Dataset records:
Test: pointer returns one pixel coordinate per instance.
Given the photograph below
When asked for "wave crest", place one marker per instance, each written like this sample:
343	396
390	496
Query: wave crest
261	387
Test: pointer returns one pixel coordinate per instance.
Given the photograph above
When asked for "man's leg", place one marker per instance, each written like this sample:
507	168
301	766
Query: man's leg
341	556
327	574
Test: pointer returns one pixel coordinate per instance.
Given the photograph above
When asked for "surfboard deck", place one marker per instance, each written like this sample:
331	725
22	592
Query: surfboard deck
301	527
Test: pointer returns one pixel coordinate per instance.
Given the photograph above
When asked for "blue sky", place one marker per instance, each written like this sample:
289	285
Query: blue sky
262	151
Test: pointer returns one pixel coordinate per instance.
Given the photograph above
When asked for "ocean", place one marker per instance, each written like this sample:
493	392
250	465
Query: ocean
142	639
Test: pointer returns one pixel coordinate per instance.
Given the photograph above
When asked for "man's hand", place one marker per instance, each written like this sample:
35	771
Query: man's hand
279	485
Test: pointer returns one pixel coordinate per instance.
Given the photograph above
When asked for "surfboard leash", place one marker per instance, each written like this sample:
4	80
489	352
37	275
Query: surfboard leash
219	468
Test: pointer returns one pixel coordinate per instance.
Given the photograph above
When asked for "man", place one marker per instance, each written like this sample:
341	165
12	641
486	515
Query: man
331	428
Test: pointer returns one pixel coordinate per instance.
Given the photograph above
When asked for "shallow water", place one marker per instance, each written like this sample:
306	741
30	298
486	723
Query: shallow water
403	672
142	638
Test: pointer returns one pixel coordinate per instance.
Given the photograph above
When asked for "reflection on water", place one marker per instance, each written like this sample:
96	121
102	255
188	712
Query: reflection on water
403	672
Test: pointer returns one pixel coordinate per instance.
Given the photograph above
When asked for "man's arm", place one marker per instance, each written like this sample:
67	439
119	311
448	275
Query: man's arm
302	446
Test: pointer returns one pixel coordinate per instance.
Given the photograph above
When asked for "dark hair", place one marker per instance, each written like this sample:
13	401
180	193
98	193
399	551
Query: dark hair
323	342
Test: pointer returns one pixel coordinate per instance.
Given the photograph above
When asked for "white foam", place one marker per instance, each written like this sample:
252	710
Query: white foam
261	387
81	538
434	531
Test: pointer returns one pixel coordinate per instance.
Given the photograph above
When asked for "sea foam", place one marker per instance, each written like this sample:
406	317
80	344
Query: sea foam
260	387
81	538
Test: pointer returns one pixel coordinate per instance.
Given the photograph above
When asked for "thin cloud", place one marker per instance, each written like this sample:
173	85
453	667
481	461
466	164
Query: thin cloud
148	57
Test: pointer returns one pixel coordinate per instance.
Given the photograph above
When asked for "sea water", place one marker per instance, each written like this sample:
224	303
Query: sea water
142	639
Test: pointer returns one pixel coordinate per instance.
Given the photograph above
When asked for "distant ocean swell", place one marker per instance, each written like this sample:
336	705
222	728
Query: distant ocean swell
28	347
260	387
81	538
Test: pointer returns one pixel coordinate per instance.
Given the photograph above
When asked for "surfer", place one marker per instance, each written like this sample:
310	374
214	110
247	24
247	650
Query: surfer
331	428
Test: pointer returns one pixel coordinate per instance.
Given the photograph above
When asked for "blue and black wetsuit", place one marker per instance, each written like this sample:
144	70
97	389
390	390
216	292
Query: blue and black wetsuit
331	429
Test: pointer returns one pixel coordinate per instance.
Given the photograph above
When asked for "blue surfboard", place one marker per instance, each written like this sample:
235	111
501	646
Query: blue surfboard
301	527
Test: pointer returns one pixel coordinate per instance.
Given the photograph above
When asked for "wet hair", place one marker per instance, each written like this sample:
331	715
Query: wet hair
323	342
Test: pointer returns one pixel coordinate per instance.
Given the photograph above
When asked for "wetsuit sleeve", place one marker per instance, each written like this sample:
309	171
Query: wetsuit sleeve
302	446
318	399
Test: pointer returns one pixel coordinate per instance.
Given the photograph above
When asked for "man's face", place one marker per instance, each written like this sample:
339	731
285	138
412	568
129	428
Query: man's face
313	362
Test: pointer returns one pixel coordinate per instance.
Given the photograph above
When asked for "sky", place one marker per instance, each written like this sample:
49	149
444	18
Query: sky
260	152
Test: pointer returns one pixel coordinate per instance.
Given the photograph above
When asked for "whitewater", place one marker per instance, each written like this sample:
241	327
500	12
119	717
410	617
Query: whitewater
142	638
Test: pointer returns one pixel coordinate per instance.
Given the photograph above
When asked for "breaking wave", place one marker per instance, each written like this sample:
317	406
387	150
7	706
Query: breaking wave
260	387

## THE TASK
The data given above must be transcribed exactly and completely.

## COMPLETED TASK
Test: pointer returns one pixel coordinate per instance.
Given the photograph below
When asked for "wave crest", place one marker per instance, each written like this sample:
343	396
390	496
Query: wave crest
261	387
Test: pointer returns one pixel coordinate per instance.
Given the photograph above
When asked for "man's leg", place one marker per instance, each written like this sample:
507	168
301	766
Query: man's leg
341	556
327	574
Test: pointer returns one pixel coordinate per instance.
Given the photograph above
When asked for "surfboard deck", place one marker per instance, each written like this sample:
331	725
22	592
Query: surfboard deck
301	527
Test: pointer returns one pixel coordinate per instance.
Given the photograph above
When asked for "blue sky", place one marker per instance, each written like this sample:
289	285
Query: blue sky
262	151
Test: pointer returns one pixel coordinate per instance.
Given the photograph above
When asked for "ocean", place one marker per instance, each written like this sample:
493	392
250	465
Query: ocean
142	639
Test: pointer returns one pixel coordinate per instance.
Given the photograph above
When asked for "man's hand", place one marker per instance, each written like this sample:
35	771
Query: man's hand
279	485
Test: pointer returns one pixel coordinate per instance.
Given the photograph above
When asked for "surfboard leash", place one marker per instance, each written like this sample:
4	80
489	352
37	275
Query: surfboard leash
219	468
Test: pointer returns one pixel coordinate per instance.
Given the photograph above
When asked for "man", place one marker per instance, each written like this sample:
341	165
12	641
486	515
Query: man
331	428
Test: pointer returns one pixel coordinate per instance.
Given the photograph above
When asked for "shallow water", place one marker per instance, each written like this sample:
306	741
30	298
486	723
Query: shallow water
403	672
142	638
Test: pointer returns one pixel coordinate per instance.
Given the photograph above
When asked for "reflection on water", place one marker per instance, each written like this sample:
96	121
102	255
188	712
Query: reflection on water
403	672
Test: pointer returns one pixel coordinate per instance.
Given the photograph above
When asked for "man's arm", place one marker per instance, each written like this sample:
67	439
119	311
448	275
Query: man's arm
302	446
Test: pointer returns one pixel coordinate per instance.
Given the photograph above
When asked for "dark hair", place one marker per instance, each written like this sample:
13	401
180	193
98	193
399	551
Query: dark hair
323	342
Test: pointer returns one pixel coordinate per instance.
Given the photograph above
When asked for "white foam", place one marker per instance, each written like this sample:
252	710
Query: white foam
261	387
81	538
434	531
Test: pointer returns one pixel coordinate per instance.
Given the photograph above
When asked for "sea foam", place one marker per instance, each written like this sample:
406	317
80	344
Query: sea foam
260	387
81	538
Test: pointer returns one pixel coordinate per instance.
Given the photograph above
When asked for "thin cloud", place one marker per instance, each written like this sample:
173	85
453	667
481	461
466	164
Query: thin cloud
148	57
Test: pointer returns one pixel coordinate per instance.
Given the photograph above
When asked for "sea water", place one marker per instance, each written like this sample:
224	303
Query: sea water
142	639
Test: pointer returns one pixel coordinate per instance.
Given the photograph above
When asked for "distant ocean swell", place one marker per instance, each written like this sample:
336	705
222	728
Query: distant ocean swell
28	347
260	387
81	538
Test: pointer returns one pixel coordinate per instance.
Given the photograph above
When asked for "surfer", place one marker per instance, each written like this sample:
310	374
214	110
247	24
247	650
Query: surfer
331	428
Test: pointer returns one pixel coordinate per instance.
Given the photograph above
When asked for "blue and black wetsuit", place one marker per instance, each written like this sample:
144	70
97	389
390	390
216	292
Query: blue and black wetsuit
331	429
Test: pointer returns one pixel coordinate per instance.
Given the photograph above
When asked for "blue surfboard", place one marker per instance, each written like this sample:
235	111
501	646
Query: blue surfboard
301	527
Test: pointer returns one pixel coordinate per instance.
Given the photograph above
When asked for "wet hair", place one marker per instance, each written like this sample:
331	715
Query: wet hair
323	342
Test: pointer returns one pixel coordinate per instance.
Given the photograph above
When asked for "wetsuit sleeve", place one marker per instance, each written like this sample:
309	171
Query: wetsuit sleeve
302	446
318	399
Test: pointer returns one pixel coordinate per instance.
Given the photograph above
When asked for "man's face", place one marker per instance, each written like this sample:
339	731
285	138
412	568
129	428
Query: man's face
313	362
Test: pointer returns one pixel coordinate per instance.
Given the photograph above
When asked for "sky", place one marker per instance, each written like this sample:
49	149
444	18
Query: sky
260	152
Test: pointer returns one pixel coordinate per instance.
Given the photograph above
When asked for "whitewater", place one marker per instance, each written like this sample:
241	327
500	12
119	717
410	617
Query: whitewater
142	638
Test: pointer returns one pixel coordinate per instance.
Given the photograph above
When asked for "breaking wave", place one marker per instance, each written like this sample:
317	406
387	150
7	706
Query: breaking wave
260	387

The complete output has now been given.